• _Document text_:
A Fan for all Seasons by Jon Harvey review – the agony and the ecstasy

Jon Harvey’s sibling, Dan, never missed a Crystal Palace home game
Jon Harvey’s sibling, Dan, never missed a Crystal Palace home game. Photograph: Allstar Picture Library Ltd/Alamy

The fan is a necessary but ambiguous figure in sport. A vital part of the spectacle as well as a source of financial support, he (and it’s most often a he) can be a dutiful follower, fierce critic, passive spectator, possessive adulator, worshipful and entitled, and not infrequently all at the same time.

This tribal dependency, with all its pain, disappointment and fleeting moments of triumph, has made for some powerful memoirs, such as Frederick Exley’s (loosely fictionalised) A Fan’s Notes and Nick Hornby’s Fever Pitch. But in the age of fans’ podcasts, when scenes of young men having meltdowns are commonplace on social media, what more is there to say about the experience of being a fan that hasn’t already been memorably explored?

In A Fan for All Seasons Jon Harvey, a comedy writer and performer, sets out to do something slightly different. Rather than sport being the cause of grief, he seeks to use it as a means of dealing with it. When his older brother, Daniel, dies at the age of 43 from diabetes, he decides to honour Dan’s love of all sport by going to see as many sporting events as he can over the course of a year.

It’s not a bad idea but it suffers from its comprehensiveness – what links darts to 100 metre sprinting, for example, or horse racing and handball? – and an uncertainty about who the book is aimed at, as Harvey veers from sporting in-jokes to explaining the significance of Roger Federer.

Perhaps more of an issue, though, is the role of grief in motivating his odyssey. Although he continually reiterates his sense of loss, Harvey is unable to bring his dead brother to life in a way that enables the reader to appreciate the weight of his absence.

We learn that he was morbidly obese, and had difficulty walking, and also that he was a “completist”, someone who never missed a Crystal Palace home game, and would happily watch any sport at all on television. But it’s not as if the sports that Harvey watches serve to bring the reader any closer to understanding Dan or their relationship.

We do, however, get to glimpse revealing aspects of Harvey’s own story along the way. He, like his brother, is the son of an alcoholic, a man who was also a sports lover and charming company when sober, but who was capable of monstrous insensitivity and selfishness when drunk.

Harvey speculates that his father’s alcoholism may have adversely affected his brother (whose own tipple was Coca-Cola), and been the cause of his occasional bad temper. What seems clearer is that the instability and uncertainty that Harvey experienced at the hands of his father has led him to seek people-pleasing refuge in being funny.

• _Data listing_:
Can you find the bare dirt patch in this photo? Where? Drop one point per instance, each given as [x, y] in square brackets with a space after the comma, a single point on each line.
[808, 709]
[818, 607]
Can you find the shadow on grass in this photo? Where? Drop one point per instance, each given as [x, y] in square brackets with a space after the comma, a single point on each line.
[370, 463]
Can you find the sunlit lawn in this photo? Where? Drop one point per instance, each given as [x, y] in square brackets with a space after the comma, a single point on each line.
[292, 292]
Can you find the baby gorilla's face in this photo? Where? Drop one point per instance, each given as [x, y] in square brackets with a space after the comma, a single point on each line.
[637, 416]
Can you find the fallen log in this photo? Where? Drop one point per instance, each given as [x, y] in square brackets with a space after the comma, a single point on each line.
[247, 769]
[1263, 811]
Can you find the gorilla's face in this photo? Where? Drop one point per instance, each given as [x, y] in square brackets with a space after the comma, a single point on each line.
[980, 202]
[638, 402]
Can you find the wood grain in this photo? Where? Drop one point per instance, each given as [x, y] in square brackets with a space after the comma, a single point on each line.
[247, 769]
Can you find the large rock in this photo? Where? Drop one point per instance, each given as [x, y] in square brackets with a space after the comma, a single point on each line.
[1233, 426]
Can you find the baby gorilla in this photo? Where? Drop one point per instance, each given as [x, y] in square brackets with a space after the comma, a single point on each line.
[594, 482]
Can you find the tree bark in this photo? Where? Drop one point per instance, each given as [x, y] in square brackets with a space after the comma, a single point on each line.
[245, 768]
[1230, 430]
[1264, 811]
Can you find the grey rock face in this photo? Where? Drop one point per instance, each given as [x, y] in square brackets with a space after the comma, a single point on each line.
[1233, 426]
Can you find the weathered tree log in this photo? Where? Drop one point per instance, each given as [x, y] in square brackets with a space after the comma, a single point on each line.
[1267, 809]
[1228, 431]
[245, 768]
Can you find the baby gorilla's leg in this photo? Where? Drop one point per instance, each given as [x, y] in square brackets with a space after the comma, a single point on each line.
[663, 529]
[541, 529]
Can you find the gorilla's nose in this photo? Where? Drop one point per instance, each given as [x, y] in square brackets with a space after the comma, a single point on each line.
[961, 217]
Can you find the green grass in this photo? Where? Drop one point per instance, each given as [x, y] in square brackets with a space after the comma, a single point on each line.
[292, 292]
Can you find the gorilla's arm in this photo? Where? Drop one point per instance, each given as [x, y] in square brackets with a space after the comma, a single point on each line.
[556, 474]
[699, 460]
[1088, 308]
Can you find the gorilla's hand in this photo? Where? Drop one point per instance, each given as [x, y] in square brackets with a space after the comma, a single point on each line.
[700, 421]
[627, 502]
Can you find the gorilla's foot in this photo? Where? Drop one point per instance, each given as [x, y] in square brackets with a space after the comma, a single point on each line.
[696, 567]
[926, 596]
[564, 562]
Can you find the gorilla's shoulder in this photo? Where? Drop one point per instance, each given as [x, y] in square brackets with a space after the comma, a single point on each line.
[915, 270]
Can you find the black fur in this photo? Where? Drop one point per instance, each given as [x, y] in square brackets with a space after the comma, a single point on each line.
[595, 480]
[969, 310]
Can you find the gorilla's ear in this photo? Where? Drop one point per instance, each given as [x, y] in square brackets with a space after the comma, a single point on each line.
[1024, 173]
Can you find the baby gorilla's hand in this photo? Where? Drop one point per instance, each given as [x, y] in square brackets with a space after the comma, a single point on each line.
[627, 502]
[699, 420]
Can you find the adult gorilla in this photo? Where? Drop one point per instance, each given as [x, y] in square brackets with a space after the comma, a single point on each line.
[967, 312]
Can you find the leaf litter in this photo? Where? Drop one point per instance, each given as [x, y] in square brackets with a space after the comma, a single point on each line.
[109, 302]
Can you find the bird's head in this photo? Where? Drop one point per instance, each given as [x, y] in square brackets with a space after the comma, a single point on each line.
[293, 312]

• _The tasks_:
1 - Please rewrite the part of the book review that opens with the words containing "It’s not a bad" and closes with "of Roger Federer.", changing "handball" to "cricket".
2 - Extend the book review past its last sentence.
The lines above play no part in this work.

• _Responses_:
1 -
It’s not a bad idea but it suffers from its comprehensiveness – what links darts to 100 metre sprinting, for example, or horse racing and cricket? – and an uncertainty about who the book is aimed at, as Harvey veers from sporting in-jokes to explaining the significance of Roger Federer.

2 -
And he can be funny. He begins the book by looking at the origins of sport in the ancient Olympics, in particular the pankration, a no-holds-barred form of mortal combat. “Just as birds are descended from the dinosaurs,” he writes, “so it turns out that snooker is descended from an ancient Greek wrestler ripping out another bloke’s duodenum.”

His instinct to look for the punchline is rather too developed, even in the comical world of sport, becoming more laboured with each chapter. Halfway through, in reference to Cardiff’s Principality Stadium, he notes that “nothing so vast should be able to get away with being so intimate, as King Kong found out to his cost with Mae West”.

Even if he’d got the actor right – Fay Wray – the joke does little to illustrate his point. Ultimately, however, the real problem with the book is that the events he witnesses are studies in anticlimax. Not because they fail as sporting occasions, but because they fail as experiences that take us anywhere beyond the familiar tropes of elite sportspeople putting in elite performances.

While there’s no doubting Harvey’s bottomless enthusiasm for any kind of competition, as he declares himself “swept up in the euphoria” of the World Rubik’s Cube Championship, it’s hard to say what it all adds up to. Is sport in all its varied forms just a welcome distraction from the difficulties and hardships that beset us all, or does it offer up some kind of transcendence, moments that rise above life and death, joy and grief, to become meaningful in their own right?

For all his appetite for attendance, Harvey never quite attends to the questions that his bereavement raises.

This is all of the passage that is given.